▶ **Task requirements**
Repeat exactly the lines from the one containing "lookup concrete block" through the last line of the records below, both included, and nothing else.

=== Input records ===

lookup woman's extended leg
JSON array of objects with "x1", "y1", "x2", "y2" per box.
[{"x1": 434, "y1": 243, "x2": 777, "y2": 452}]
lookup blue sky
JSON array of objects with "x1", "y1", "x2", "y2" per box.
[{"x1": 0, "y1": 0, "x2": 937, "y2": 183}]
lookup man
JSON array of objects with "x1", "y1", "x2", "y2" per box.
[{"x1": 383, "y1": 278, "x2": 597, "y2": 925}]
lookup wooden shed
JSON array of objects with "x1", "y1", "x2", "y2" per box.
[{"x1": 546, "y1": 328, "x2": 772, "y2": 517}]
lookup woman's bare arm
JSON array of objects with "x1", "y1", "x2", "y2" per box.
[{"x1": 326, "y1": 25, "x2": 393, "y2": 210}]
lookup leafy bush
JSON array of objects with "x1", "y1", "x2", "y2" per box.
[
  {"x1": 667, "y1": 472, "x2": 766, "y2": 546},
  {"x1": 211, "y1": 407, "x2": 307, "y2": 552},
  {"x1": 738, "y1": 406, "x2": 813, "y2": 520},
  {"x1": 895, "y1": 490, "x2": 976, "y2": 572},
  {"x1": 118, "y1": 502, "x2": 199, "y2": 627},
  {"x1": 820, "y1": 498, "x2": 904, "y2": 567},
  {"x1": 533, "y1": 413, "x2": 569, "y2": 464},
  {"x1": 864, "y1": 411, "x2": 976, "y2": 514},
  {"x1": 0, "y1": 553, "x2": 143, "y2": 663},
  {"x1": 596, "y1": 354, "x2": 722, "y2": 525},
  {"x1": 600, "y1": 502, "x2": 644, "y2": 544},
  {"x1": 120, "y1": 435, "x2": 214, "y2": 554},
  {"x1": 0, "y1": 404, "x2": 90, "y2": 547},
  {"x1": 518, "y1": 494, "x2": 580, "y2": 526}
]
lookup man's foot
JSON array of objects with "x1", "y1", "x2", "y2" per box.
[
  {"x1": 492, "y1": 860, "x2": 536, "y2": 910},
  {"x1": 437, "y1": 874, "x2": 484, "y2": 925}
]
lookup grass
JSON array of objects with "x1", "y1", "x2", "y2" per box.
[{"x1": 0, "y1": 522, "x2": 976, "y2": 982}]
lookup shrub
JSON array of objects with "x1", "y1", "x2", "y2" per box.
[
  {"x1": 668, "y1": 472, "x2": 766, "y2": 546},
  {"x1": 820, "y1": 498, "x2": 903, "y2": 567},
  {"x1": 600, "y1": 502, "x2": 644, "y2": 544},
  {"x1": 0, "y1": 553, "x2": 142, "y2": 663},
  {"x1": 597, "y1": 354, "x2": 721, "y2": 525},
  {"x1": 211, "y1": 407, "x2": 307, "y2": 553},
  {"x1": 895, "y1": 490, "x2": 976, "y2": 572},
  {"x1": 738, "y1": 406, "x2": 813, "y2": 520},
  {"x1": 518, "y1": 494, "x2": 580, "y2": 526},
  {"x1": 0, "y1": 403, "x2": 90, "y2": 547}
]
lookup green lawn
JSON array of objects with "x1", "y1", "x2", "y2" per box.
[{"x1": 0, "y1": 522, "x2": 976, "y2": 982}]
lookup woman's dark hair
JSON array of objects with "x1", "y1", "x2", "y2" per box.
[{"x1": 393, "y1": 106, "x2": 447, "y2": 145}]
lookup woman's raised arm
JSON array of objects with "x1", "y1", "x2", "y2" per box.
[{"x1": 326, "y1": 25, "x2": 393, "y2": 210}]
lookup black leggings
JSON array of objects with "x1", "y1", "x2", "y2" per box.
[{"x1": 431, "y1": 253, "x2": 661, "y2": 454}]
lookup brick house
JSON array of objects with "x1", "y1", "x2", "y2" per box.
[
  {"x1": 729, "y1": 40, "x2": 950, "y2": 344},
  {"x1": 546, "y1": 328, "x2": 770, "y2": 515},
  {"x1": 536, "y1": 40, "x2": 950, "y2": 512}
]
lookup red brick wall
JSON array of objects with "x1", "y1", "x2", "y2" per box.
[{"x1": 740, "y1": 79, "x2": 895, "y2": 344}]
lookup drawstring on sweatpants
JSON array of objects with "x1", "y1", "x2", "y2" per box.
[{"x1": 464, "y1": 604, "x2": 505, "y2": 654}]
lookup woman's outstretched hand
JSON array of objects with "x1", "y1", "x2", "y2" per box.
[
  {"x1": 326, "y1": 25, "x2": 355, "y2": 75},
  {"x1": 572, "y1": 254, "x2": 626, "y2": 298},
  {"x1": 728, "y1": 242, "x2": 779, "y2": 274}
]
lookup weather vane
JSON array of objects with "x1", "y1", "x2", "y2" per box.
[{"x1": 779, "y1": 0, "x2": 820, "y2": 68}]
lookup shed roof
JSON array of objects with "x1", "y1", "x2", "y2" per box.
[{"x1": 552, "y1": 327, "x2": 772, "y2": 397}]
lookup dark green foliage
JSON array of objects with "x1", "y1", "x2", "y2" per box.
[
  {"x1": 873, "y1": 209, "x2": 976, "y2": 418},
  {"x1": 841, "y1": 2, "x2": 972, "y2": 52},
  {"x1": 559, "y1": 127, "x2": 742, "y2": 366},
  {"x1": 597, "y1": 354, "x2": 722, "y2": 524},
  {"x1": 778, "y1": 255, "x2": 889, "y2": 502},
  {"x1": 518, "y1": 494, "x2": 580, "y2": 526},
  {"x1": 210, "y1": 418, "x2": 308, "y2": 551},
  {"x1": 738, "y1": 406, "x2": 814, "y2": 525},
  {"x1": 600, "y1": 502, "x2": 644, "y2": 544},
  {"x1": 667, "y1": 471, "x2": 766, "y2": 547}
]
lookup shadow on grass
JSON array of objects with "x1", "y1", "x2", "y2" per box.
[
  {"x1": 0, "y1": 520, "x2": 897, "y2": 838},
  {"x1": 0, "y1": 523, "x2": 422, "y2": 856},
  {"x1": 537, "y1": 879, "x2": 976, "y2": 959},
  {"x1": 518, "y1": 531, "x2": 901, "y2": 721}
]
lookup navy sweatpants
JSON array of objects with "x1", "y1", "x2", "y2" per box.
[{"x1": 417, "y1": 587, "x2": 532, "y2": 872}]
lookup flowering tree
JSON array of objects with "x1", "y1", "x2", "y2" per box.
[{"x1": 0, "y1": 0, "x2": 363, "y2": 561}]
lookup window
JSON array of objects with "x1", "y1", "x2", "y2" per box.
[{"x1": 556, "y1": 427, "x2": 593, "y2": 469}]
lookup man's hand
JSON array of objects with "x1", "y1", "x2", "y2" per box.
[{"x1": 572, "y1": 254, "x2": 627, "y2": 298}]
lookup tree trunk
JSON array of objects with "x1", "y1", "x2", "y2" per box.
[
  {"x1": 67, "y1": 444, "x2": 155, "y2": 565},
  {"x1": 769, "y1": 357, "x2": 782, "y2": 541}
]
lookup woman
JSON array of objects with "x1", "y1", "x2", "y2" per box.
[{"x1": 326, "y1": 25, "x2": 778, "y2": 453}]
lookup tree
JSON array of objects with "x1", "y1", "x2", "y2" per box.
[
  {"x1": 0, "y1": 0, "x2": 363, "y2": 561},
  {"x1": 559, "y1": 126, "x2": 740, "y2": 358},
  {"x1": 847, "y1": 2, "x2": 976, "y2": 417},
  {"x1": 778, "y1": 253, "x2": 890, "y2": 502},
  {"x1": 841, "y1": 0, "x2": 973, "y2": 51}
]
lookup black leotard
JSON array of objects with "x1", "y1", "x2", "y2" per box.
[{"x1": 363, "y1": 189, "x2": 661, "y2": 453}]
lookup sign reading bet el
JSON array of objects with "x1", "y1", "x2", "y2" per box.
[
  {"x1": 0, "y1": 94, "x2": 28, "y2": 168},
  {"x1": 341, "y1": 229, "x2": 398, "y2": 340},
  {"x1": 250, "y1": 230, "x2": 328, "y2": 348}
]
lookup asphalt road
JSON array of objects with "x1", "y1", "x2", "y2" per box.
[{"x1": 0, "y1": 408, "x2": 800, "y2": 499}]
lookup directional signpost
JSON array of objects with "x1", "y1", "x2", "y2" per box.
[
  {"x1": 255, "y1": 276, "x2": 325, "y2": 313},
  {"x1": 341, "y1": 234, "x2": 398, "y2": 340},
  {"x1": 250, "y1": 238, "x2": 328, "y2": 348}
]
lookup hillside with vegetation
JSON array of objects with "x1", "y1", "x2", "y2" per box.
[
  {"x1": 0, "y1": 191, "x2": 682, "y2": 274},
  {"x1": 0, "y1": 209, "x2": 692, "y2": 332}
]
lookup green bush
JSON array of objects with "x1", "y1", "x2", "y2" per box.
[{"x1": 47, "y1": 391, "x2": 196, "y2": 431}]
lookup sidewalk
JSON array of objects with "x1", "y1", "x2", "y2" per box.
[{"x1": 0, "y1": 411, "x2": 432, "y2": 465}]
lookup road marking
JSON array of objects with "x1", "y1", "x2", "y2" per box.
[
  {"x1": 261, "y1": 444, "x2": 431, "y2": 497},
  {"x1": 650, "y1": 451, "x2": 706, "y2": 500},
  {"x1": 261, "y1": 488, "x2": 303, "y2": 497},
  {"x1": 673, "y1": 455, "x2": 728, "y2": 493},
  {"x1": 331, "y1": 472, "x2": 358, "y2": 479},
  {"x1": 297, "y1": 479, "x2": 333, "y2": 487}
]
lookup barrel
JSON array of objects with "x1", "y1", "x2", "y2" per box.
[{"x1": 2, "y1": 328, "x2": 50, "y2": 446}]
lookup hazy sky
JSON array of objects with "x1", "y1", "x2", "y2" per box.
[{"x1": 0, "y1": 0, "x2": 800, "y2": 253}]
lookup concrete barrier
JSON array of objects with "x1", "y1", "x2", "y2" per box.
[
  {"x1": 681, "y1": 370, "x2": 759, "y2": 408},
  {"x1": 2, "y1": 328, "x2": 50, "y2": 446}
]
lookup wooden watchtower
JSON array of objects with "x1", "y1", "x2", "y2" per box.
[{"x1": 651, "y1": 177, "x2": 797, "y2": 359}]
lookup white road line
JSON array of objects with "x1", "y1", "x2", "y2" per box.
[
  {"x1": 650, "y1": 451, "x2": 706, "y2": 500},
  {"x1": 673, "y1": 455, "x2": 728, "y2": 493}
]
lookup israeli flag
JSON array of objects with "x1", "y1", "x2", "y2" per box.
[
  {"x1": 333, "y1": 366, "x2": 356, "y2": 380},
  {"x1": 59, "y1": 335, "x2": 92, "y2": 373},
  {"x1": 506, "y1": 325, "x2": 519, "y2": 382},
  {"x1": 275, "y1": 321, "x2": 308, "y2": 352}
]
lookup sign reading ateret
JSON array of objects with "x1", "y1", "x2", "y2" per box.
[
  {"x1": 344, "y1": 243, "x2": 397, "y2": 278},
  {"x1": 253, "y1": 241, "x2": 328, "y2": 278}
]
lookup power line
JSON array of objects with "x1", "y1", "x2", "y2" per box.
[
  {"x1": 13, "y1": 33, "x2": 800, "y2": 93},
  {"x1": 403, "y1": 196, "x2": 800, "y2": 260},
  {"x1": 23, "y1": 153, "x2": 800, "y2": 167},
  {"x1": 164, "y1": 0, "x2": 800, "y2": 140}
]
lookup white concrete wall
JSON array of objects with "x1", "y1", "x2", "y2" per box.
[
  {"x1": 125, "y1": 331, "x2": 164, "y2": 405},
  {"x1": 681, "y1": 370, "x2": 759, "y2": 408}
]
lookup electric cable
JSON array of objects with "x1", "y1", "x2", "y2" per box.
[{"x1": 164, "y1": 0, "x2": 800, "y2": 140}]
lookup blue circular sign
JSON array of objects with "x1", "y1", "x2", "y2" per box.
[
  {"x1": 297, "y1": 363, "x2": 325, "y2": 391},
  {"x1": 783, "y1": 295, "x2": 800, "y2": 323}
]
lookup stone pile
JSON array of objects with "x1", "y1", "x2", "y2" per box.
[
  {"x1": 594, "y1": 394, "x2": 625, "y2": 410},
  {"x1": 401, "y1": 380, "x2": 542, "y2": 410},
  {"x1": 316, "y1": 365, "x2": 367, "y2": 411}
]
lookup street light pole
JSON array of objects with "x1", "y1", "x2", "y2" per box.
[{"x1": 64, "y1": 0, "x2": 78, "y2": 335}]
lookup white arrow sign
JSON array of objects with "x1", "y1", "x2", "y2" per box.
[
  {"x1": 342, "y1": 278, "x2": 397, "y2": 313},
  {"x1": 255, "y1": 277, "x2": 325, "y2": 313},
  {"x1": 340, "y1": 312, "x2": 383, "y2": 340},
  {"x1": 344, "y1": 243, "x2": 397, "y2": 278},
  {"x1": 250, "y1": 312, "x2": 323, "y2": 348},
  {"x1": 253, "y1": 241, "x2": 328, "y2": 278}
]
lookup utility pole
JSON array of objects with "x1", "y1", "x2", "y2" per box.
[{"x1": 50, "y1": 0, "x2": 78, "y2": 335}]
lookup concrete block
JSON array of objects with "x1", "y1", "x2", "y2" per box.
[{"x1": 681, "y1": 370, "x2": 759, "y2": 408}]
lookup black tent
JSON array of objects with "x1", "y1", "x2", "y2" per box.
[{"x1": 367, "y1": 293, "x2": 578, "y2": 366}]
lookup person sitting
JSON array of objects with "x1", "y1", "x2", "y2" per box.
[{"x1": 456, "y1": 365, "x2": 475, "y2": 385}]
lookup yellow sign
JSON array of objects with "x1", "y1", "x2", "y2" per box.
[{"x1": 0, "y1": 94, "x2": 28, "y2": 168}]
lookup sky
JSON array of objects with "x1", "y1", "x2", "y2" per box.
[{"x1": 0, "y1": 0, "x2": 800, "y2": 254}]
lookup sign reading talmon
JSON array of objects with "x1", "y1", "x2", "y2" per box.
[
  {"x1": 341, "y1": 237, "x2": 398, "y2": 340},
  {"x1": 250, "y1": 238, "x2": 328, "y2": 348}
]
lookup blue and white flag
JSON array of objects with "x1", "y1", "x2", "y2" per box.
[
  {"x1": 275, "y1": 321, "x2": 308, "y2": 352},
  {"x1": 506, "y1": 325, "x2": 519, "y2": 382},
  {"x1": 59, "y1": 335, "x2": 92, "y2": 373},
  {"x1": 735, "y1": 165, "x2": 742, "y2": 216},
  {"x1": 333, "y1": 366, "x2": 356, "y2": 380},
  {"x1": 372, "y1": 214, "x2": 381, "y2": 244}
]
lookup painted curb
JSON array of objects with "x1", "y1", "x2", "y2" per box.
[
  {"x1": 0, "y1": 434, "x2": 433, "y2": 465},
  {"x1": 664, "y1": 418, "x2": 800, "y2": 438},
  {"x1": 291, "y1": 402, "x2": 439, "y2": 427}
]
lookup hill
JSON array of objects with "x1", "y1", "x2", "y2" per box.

===

▶ **Answer to the task**
lookup concrete block
JSON array of objects with "x1", "y1", "x2", "y2" per box.
[{"x1": 681, "y1": 370, "x2": 759, "y2": 408}]
lookup black tent
JSON array of objects with "x1", "y1", "x2", "y2" per box.
[{"x1": 367, "y1": 293, "x2": 578, "y2": 366}]
lookup person sitting
JSON array of objects with "x1", "y1", "x2", "y2" per box.
[{"x1": 456, "y1": 365, "x2": 475, "y2": 385}]
lookup yellow sign
JSON array of objects with "x1", "y1", "x2", "y2" per box.
[{"x1": 0, "y1": 94, "x2": 28, "y2": 168}]
lookup sky
JSON array of objects with "x1", "y1", "x2", "y2" per box.
[{"x1": 0, "y1": 0, "x2": 800, "y2": 254}]
lookup sign reading talmon
JSON array of objects with "x1", "y1", "x2", "y2" per box.
[
  {"x1": 341, "y1": 237, "x2": 398, "y2": 340},
  {"x1": 250, "y1": 238, "x2": 328, "y2": 348}
]
lookup blue and white flag
JSON array of objects with "x1", "y1", "x2", "y2" per box.
[
  {"x1": 275, "y1": 321, "x2": 308, "y2": 352},
  {"x1": 506, "y1": 325, "x2": 519, "y2": 382},
  {"x1": 59, "y1": 335, "x2": 92, "y2": 373},
  {"x1": 735, "y1": 165, "x2": 742, "y2": 216},
  {"x1": 333, "y1": 366, "x2": 356, "y2": 380},
  {"x1": 372, "y1": 214, "x2": 381, "y2": 244}
]
lookup painted curb
JSON array of objects with "x1", "y1", "x2", "y2" per box.
[
  {"x1": 0, "y1": 434, "x2": 433, "y2": 465},
  {"x1": 664, "y1": 418, "x2": 800, "y2": 438},
  {"x1": 291, "y1": 402, "x2": 439, "y2": 427}
]
lookup hill
JSON array of objects with "x1", "y1", "x2", "y2" per box.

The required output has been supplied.